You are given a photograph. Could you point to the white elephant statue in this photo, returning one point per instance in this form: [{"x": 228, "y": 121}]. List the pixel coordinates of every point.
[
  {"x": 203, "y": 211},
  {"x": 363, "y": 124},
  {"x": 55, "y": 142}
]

WHAT YOU HAVE TO DO –
Take each line of the listing above and set it down again exactly.

RESPONSE TO THE EXERCISE –
You are given a photograph. Could you point to the white elephant statue in this photo, returning one point per instance in this form: [{"x": 228, "y": 121}]. List the pixel coordinates of every point.
[
  {"x": 203, "y": 211},
  {"x": 363, "y": 124},
  {"x": 55, "y": 142}
]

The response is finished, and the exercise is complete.